Problem details:
Write the material out again, line by line, exactly as it is.

Data listing:
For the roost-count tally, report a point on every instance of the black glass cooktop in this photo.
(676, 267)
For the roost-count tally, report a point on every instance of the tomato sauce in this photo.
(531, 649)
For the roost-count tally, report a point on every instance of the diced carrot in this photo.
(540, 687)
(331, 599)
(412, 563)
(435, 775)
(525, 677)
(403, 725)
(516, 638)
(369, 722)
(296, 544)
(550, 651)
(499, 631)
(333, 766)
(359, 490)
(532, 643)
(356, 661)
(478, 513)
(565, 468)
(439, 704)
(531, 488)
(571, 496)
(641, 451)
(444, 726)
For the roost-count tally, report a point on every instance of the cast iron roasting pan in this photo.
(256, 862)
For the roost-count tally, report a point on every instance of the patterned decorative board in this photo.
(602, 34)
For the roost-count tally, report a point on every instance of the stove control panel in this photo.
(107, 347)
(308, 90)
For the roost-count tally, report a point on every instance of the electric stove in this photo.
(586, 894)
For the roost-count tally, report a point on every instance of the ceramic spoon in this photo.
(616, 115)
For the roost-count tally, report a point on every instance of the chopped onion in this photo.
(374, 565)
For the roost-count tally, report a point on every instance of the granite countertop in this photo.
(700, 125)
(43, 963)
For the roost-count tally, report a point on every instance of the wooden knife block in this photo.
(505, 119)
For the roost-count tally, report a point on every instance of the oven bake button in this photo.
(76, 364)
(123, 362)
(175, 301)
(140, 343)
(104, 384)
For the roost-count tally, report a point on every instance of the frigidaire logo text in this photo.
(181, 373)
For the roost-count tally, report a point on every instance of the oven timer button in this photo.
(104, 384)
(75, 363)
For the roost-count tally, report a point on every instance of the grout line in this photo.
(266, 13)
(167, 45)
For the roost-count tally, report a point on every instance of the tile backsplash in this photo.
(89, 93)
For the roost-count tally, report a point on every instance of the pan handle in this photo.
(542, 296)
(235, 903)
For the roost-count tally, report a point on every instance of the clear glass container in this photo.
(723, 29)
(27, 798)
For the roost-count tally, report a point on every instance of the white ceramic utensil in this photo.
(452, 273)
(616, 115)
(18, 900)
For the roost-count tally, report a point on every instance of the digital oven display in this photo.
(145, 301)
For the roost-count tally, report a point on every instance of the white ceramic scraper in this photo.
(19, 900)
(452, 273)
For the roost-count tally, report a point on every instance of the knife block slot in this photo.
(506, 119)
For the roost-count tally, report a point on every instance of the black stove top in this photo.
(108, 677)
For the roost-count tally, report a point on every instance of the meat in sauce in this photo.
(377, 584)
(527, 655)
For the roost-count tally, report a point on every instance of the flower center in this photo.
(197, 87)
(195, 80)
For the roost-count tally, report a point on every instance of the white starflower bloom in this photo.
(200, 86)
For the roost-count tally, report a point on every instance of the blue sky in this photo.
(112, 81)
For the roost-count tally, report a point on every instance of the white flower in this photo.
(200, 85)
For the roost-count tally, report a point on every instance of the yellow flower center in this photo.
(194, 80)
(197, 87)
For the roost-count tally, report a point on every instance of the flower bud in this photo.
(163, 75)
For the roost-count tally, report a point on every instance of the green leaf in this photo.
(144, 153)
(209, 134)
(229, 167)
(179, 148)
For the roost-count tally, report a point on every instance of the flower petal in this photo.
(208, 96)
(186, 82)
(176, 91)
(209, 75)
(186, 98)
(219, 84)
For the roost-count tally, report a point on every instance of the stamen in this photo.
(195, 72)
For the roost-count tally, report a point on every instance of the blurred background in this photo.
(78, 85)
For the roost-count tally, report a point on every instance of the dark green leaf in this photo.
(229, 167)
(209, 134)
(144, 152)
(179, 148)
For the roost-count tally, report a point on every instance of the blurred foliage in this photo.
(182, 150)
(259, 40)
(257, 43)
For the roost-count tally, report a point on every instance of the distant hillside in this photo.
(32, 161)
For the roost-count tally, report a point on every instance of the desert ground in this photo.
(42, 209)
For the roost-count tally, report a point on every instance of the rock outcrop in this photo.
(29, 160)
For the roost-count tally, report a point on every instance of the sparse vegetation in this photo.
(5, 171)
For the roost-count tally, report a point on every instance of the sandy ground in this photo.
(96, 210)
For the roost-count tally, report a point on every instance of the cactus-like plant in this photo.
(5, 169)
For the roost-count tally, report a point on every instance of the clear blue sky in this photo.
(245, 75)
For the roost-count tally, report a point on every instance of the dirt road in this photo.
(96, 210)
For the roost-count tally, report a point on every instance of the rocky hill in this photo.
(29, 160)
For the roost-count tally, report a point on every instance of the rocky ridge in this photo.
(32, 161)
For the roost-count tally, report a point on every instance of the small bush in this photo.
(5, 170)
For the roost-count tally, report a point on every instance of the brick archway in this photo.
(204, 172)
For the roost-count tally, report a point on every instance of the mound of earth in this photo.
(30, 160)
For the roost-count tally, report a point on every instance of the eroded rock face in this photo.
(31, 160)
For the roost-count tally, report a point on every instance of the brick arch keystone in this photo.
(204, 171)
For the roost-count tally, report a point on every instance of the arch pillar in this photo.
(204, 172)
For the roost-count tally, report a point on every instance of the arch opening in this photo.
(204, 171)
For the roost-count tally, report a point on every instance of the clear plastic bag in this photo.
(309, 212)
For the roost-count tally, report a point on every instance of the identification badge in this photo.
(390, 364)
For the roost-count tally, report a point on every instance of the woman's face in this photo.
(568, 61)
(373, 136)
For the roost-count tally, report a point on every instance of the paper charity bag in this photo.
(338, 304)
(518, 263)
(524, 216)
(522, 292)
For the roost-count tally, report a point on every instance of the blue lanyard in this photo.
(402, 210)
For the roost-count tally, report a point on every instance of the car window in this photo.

Answer space:
For the roost-count tally, report a point on every instance of the black glass cooktop in this photo.
(676, 267)
For the roost-count tally, report a point on every instance of the tomato sauce in this photo.
(531, 649)
For the roost-count tally, report a point on every instance of the diced carrot in this photo.
(540, 687)
(331, 599)
(412, 563)
(435, 775)
(525, 677)
(403, 725)
(516, 638)
(369, 722)
(296, 544)
(550, 651)
(499, 631)
(333, 766)
(359, 490)
(532, 643)
(356, 661)
(478, 513)
(565, 468)
(439, 704)
(531, 488)
(571, 496)
(641, 451)
(444, 726)
For the roost-count tally, report a point on every instance of the cast iron roasting pan in this photo.
(256, 862)
For the roost-count tally, report a point on every instance of the patterned decorative board in this photo.
(602, 34)
For the roost-count tally, report a point on every instance of the stove control panel in this photo.
(107, 347)
(308, 90)
For the roost-count tally, report a point on every instance of the electric stove in this photo.
(586, 894)
For the roost-count tally, report a point on every instance of the ceramic spoon in this photo.
(616, 115)
For the roost-count tally, report a point on every instance of the chopped onion in this photo.
(374, 565)
For the roost-count tally, report a point on every instance of the granite countertop in this photo.
(700, 125)
(43, 963)
For the roost-count tally, report a point on every instance of the wooden knife block in this photo.
(505, 119)
For the roost-count tally, report a point on every instance of the oven bake button in this photo.
(76, 364)
(123, 362)
(175, 301)
(140, 343)
(104, 384)
For the roost-count tally, report a point on every instance of the frigidaire logo text in this photo.
(181, 373)
For the roost-count tally, report a point on every instance of the oven timer button in this photo.
(104, 384)
(75, 363)
For the roost-count tally, report a point on every instance of the grout line in this photo.
(266, 13)
(167, 45)
For the roost-count tally, report a point on every instance of the tile backsplash in this photo.
(89, 93)
For the roost-count tally, report a point on every instance of the pan handle in this photo.
(542, 296)
(235, 903)
For the roost-count tally, report a point on every instance of the clear glass container in this photo.
(723, 29)
(27, 798)
For the roost-count tally, report a point on every instance of the white ceramic utensil in this photo.
(452, 273)
(616, 115)
(18, 900)
For the roost-count tally, report a point on every instance of the digital oven display in this photo.
(145, 301)
For the roost-count tally, report a point on every instance of the white ceramic scraper in this photo.
(19, 900)
(452, 273)
For the roost-count tally, report a point on every instance of the knife block slot in this photo.
(506, 119)
For the roost-count tally, report a point on every instance of the black stove top in this photo.
(108, 677)
For the roost-count tally, report a point on every instance of the meat in sauce in this photo.
(377, 584)
(527, 655)
For the roost-count tally, report a point on every instance of the flower center in this photo.
(197, 87)
(195, 80)
For the roost-count tally, report a point on every instance of the white starflower bloom in this photo.
(200, 86)
For the roost-count tally, report a point on every instance of the blue sky in this photo.
(112, 81)
For the roost-count tally, report a point on every instance of the white flower in this photo.
(200, 85)
For the roost-count tally, report a point on every instance of the yellow flower center in this photo.
(194, 80)
(197, 87)
For the roost-count tally, report a point on every instance of the flower bud in this photo.
(163, 75)
For the roost-count tally, report a point on every instance of the green leaf in this photo.
(144, 153)
(209, 134)
(229, 167)
(179, 148)
For the roost-count tally, report a point on every instance of the flower petal in this photo.
(208, 96)
(186, 82)
(176, 91)
(209, 75)
(186, 98)
(219, 84)
For the roost-count tally, report a point on every instance of the stamen in this photo.
(195, 72)
For the roost-count tally, report a point on every instance of the blurred background in this photo.
(78, 85)
For the roost-count tally, report a point on every instance of the dark green leaf in this photo.
(229, 167)
(209, 134)
(144, 152)
(179, 148)
For the roost-count tally, report a point on every instance of the blurred foliage in this photo.
(182, 150)
(259, 40)
(257, 43)
For the roost-count tally, report a point on every instance of the distant hillside in this photo.
(32, 161)
For the roost-count tally, report a point on every instance of the desert ground in this photo.
(42, 209)
For the roost-count tally, report a point on every instance of the rock outcrop in this photo.
(29, 160)
For the roost-count tally, report a point on every instance of the sparse vegetation in this photo.
(5, 171)
For the roost-count tally, report a point on every instance of the sandy ground in this photo.
(96, 210)
For the roost-count tally, report a point on every instance of the cactus-like plant in this photo.
(5, 169)
For the roost-count tally, report a point on every instance of the clear blue sky in this photo.
(245, 75)
For the roost-count tally, report a point on every instance of the dirt road in this photo.
(96, 210)
For the roost-count tally, report a point on every instance of the rocky hill in this photo.
(29, 160)
For the roost-count tally, report a point on every instance of the rocky ridge in this photo.
(32, 161)
For the roost-count tally, report a point on every instance of the small bush in this photo.
(5, 170)
For the roost-count tally, report a point on every instance of the brick archway in this photo.
(204, 172)
For the roost-count tally, report a point on every instance of the mound of earth in this photo.
(30, 160)
For the roost-count tally, report a point on every instance of the eroded rock face in this photo.
(31, 160)
For the roost-count tally, report a point on every instance of the brick arch keystone in this photo.
(204, 171)
For the roost-count tally, report a point on every instance of the arch pillar in this photo.
(204, 172)
For the roost-count tally, report a point on every instance of the arch opening in this photo.
(204, 171)
For the roost-count tally, report a point on every instance of the clear plastic bag in this photo.
(309, 212)
For the roost-count tally, report a point on every instance of the identification badge in this photo.
(390, 364)
For the roost-count tally, report a point on every instance of the woman's face in this photo.
(568, 61)
(373, 136)
For the roost-count tally, report a point on every instance of the paper charity bag in this photo.
(338, 304)
(518, 263)
(524, 216)
(522, 292)
For the roost-count tally, report a point on every instance of the blue lanyard in this photo.
(402, 210)
For the roost-count tally, report a point on every instance of the car window in this photo.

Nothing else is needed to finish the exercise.